(WHAT IS NEEDED):
Express the listing from the line containing "I'd really appreciate it if you could identify the dark wood" through the line containing "[101,171,393,272]", both included, as a Markdown table with the columns Index and Content, giving each nonblank line its own row. Omit the pictures.

• • • • •

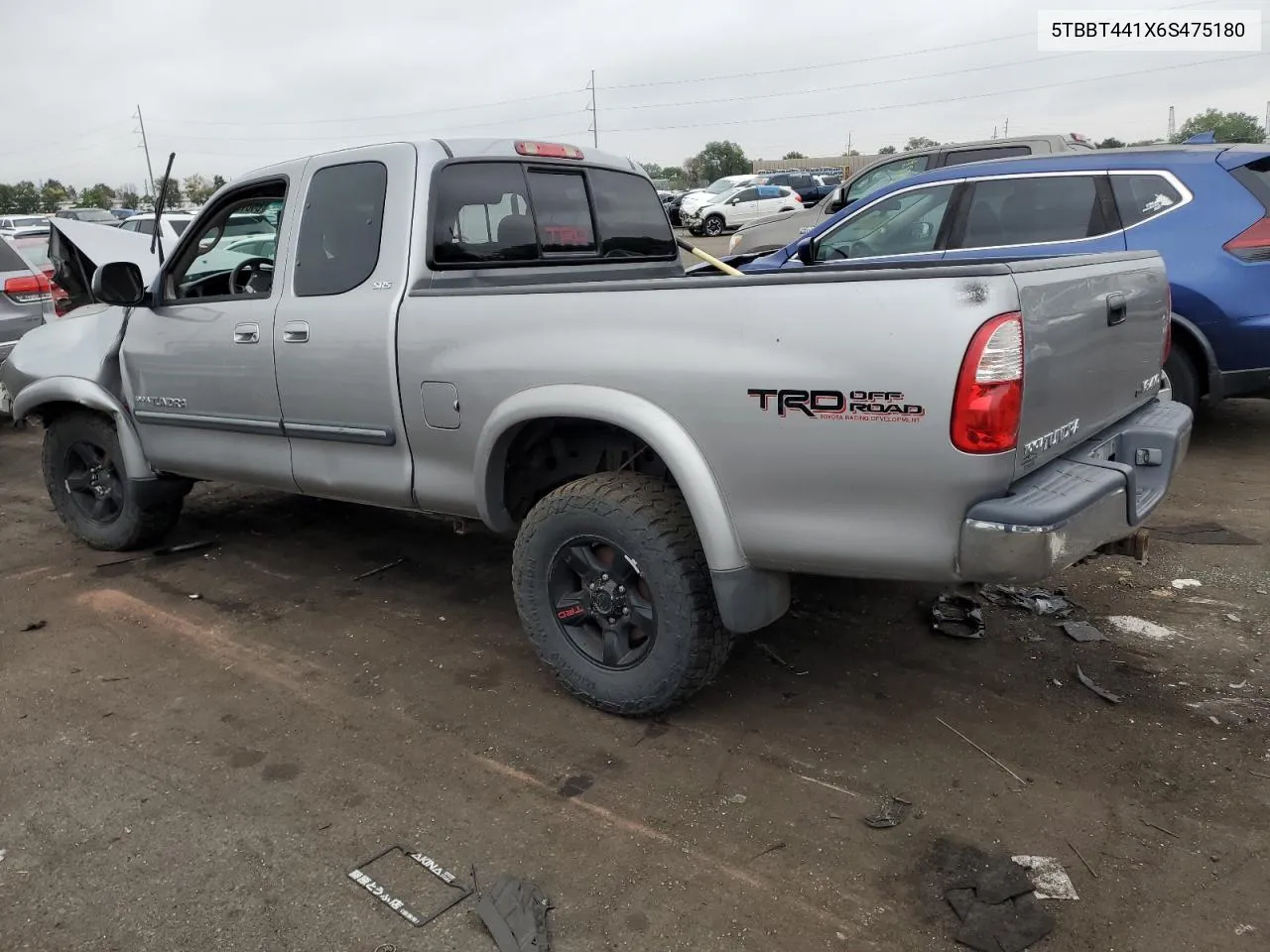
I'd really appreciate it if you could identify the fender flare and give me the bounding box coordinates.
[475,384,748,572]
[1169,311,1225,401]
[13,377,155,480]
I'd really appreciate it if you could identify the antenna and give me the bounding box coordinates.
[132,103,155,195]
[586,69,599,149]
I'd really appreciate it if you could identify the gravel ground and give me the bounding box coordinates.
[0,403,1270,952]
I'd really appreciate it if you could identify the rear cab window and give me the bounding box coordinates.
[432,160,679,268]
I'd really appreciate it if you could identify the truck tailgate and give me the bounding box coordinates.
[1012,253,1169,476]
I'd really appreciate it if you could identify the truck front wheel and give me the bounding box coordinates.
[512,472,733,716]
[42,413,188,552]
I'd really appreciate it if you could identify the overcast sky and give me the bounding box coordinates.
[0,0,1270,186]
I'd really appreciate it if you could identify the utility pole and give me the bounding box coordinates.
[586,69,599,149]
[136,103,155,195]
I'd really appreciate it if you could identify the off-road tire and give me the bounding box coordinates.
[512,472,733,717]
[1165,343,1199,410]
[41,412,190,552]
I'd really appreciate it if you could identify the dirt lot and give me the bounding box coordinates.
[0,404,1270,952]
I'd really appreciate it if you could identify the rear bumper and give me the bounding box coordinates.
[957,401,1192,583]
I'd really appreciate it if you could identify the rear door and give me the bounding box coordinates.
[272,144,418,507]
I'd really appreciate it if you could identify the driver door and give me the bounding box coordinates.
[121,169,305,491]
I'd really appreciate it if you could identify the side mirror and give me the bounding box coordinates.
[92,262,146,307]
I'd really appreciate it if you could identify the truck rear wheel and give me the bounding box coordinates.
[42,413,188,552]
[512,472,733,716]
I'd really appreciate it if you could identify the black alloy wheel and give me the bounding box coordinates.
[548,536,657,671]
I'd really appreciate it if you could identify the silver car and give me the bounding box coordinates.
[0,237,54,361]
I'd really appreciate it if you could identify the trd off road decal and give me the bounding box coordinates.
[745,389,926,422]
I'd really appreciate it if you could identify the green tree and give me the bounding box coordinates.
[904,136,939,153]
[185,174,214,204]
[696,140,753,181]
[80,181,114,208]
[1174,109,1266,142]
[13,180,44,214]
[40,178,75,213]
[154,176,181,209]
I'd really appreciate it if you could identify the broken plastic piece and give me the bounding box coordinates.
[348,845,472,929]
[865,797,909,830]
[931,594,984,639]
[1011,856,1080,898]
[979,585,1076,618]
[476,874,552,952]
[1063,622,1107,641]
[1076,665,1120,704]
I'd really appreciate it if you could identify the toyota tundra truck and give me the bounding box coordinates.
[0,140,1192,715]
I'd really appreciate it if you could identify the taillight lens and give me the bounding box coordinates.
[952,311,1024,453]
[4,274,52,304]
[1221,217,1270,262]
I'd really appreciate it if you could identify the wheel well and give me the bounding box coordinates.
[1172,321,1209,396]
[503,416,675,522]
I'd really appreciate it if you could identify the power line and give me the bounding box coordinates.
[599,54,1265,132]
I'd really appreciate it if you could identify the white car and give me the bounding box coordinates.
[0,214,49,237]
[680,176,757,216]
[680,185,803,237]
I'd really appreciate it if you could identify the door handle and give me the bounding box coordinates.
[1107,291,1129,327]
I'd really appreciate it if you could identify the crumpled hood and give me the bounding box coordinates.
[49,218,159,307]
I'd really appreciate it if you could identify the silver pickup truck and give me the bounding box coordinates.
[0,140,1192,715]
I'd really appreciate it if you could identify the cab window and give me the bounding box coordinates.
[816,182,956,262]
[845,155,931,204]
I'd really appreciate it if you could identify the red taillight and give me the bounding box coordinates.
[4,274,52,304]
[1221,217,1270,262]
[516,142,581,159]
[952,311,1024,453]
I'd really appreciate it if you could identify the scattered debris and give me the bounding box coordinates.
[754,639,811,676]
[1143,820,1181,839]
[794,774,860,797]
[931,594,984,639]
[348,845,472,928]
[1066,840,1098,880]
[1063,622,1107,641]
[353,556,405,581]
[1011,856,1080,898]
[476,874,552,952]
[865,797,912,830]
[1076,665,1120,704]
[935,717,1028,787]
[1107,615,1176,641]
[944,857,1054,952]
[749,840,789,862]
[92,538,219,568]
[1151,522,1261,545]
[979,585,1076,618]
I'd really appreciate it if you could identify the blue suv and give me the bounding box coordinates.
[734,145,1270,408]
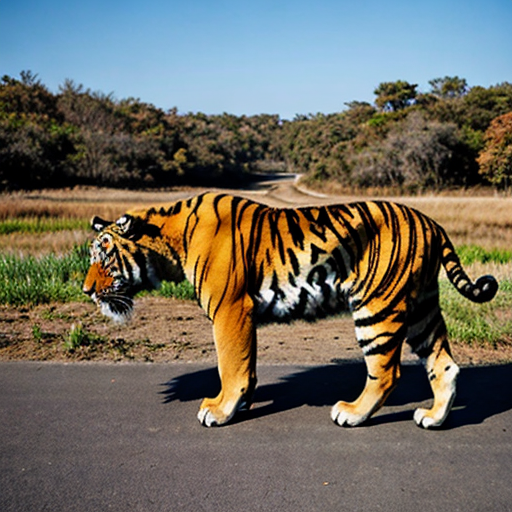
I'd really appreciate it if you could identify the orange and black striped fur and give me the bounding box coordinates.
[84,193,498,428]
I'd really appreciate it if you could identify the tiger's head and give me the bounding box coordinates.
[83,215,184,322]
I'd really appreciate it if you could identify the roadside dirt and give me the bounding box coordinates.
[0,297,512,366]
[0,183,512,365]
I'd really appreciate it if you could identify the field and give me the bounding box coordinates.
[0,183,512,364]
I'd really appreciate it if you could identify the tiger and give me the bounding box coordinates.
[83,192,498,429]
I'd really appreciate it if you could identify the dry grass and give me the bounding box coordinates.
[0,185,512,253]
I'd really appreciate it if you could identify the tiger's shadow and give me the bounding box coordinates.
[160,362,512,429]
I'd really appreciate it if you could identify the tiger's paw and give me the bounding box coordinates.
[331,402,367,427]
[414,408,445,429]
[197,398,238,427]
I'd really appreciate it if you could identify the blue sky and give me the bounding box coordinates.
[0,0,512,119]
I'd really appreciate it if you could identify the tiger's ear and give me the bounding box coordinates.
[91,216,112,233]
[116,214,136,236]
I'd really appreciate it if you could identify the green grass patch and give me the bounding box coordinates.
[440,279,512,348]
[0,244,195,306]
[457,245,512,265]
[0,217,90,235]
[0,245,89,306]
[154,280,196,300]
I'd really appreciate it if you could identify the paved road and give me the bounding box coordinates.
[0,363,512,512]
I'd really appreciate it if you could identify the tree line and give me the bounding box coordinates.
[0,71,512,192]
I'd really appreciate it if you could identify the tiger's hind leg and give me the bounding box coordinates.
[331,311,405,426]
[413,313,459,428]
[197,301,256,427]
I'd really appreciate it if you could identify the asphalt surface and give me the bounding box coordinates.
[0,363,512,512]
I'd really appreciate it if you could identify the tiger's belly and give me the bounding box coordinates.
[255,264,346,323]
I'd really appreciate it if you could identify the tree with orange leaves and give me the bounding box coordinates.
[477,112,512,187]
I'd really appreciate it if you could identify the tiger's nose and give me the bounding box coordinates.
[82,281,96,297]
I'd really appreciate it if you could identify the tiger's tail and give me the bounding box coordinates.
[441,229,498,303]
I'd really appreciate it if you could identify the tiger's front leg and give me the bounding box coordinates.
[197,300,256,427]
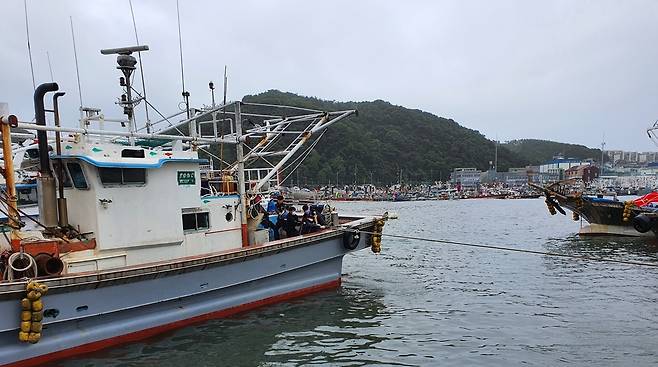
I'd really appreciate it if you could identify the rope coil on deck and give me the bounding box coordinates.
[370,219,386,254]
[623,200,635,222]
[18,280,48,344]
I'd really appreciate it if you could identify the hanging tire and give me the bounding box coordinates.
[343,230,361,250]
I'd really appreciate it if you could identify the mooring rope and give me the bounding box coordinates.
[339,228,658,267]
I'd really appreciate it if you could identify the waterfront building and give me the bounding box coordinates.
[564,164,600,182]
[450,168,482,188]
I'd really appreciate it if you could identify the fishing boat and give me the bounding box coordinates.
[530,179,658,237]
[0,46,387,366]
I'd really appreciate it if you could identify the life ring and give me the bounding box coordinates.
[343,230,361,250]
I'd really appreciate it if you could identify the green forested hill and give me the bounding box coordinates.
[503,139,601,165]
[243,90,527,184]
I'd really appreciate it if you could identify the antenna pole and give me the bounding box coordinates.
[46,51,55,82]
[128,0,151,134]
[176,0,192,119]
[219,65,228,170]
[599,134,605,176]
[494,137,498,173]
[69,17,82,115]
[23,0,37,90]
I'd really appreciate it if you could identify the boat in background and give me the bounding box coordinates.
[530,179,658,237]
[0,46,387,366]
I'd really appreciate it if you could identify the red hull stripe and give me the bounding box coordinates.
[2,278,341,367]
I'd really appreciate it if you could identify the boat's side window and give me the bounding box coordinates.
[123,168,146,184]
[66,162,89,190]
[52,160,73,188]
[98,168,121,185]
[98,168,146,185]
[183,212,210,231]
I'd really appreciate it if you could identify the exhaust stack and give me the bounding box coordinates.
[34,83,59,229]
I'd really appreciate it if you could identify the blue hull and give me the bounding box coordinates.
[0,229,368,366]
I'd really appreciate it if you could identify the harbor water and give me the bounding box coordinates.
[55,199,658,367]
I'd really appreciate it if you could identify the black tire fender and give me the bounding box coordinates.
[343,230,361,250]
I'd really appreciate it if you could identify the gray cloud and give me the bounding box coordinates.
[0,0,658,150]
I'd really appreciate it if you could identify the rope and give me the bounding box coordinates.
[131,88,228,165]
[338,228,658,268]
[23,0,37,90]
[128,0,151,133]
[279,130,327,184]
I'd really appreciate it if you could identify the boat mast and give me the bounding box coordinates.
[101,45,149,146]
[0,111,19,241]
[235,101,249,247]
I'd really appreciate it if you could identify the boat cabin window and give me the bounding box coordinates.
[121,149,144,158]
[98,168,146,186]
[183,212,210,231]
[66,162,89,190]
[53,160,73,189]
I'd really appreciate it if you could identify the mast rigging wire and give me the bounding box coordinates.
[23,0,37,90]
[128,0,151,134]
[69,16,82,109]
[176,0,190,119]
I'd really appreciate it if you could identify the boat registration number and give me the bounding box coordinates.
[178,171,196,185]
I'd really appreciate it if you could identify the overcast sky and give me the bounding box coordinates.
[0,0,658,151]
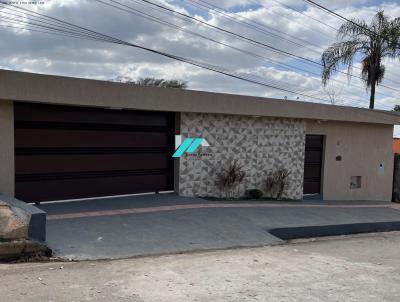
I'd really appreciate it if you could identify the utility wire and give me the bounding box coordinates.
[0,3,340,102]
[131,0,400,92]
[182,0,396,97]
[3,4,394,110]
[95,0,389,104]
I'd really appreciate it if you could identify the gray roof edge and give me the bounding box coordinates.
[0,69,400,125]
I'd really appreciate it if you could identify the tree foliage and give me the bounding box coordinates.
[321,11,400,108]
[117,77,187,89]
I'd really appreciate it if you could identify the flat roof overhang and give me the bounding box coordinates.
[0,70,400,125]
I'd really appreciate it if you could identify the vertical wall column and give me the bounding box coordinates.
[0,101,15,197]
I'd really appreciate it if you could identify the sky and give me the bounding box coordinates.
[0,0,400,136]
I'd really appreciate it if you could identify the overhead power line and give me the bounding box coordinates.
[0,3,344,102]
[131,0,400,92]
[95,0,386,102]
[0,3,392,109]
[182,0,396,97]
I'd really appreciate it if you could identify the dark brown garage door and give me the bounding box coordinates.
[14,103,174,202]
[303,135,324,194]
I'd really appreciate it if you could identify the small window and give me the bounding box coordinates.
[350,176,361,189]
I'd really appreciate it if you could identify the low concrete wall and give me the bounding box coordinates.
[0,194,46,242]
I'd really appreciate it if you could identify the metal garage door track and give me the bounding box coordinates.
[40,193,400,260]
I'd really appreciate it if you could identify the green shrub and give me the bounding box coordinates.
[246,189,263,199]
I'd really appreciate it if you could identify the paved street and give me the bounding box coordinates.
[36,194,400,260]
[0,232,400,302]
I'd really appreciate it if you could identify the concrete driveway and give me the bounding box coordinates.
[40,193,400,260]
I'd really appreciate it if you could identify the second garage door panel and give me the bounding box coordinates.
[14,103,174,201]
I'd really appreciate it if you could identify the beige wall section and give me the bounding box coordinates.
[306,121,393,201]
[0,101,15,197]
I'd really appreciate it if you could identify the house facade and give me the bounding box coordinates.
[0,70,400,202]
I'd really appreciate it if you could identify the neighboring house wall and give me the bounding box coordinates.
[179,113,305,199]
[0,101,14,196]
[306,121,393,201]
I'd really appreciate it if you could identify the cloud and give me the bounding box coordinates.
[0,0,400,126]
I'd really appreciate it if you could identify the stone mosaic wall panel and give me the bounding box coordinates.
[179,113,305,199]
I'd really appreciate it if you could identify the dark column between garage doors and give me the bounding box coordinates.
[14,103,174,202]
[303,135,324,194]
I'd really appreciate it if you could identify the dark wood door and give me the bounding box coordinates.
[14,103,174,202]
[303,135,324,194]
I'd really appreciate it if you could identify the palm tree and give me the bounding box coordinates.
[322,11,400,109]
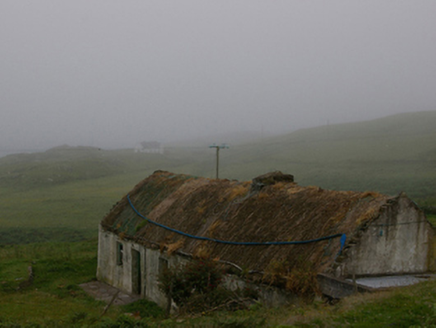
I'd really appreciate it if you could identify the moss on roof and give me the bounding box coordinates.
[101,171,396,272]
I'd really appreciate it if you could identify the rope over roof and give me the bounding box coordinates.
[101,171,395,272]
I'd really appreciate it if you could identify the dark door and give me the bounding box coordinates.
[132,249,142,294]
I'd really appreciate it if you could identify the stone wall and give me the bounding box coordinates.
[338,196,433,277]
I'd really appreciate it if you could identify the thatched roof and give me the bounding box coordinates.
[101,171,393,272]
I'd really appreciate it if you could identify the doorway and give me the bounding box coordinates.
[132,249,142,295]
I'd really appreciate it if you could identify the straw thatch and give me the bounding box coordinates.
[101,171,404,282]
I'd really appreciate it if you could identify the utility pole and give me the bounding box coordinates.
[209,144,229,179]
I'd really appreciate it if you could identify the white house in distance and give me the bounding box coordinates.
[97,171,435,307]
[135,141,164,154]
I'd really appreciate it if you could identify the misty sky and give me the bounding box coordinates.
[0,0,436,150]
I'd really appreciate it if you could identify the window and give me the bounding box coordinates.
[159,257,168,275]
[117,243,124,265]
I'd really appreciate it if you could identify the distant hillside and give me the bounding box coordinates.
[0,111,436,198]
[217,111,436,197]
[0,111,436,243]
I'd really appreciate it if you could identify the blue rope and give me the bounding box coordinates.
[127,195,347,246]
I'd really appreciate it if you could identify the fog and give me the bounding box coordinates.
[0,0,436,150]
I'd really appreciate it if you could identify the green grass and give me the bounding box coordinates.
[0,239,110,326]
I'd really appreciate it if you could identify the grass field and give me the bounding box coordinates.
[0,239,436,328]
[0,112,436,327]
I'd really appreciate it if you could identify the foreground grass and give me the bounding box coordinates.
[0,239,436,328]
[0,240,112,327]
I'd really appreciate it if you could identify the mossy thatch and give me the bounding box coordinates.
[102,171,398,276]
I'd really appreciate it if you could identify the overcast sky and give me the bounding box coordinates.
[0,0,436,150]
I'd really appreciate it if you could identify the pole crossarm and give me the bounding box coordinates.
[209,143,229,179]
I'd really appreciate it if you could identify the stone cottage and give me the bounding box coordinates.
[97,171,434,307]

• • • • •

(RESULT):
| Index | Content |
|---|---|
| 1 | I'd really appreciate it if you could identify the dark wood door and give me the bounding box coordinates. |
| 2 | [14,103,174,202] |
| 3 | [303,135,324,194] |
| 4 | I'd really appreciate it if you could identify the palm tree and give me the bounding box coordinates. |
| 5 | [322,11,400,109] |
| 6 | I'd really appreciate it if you could identify the moss on roof and give me the bounding box coordinates. |
| 7 | [101,171,396,272] |
| 8 | I'd really appreciate it if you could identify the rope over roof and give me the bounding box coordinates. |
| 9 | [101,171,395,272] |
| 10 | I'd really appreciate it if you could identify the dark door and give me the bounding box coordinates. |
| 11 | [132,249,142,294] |
| 12 | I'd really appreciate it if you could identify the stone wall and give me the bounding box coordinates. |
| 13 | [338,196,433,277] |
| 14 | I'd really appreciate it if you could identify the thatched roof and give me the bounding box coordinates. |
| 15 | [101,171,393,272] |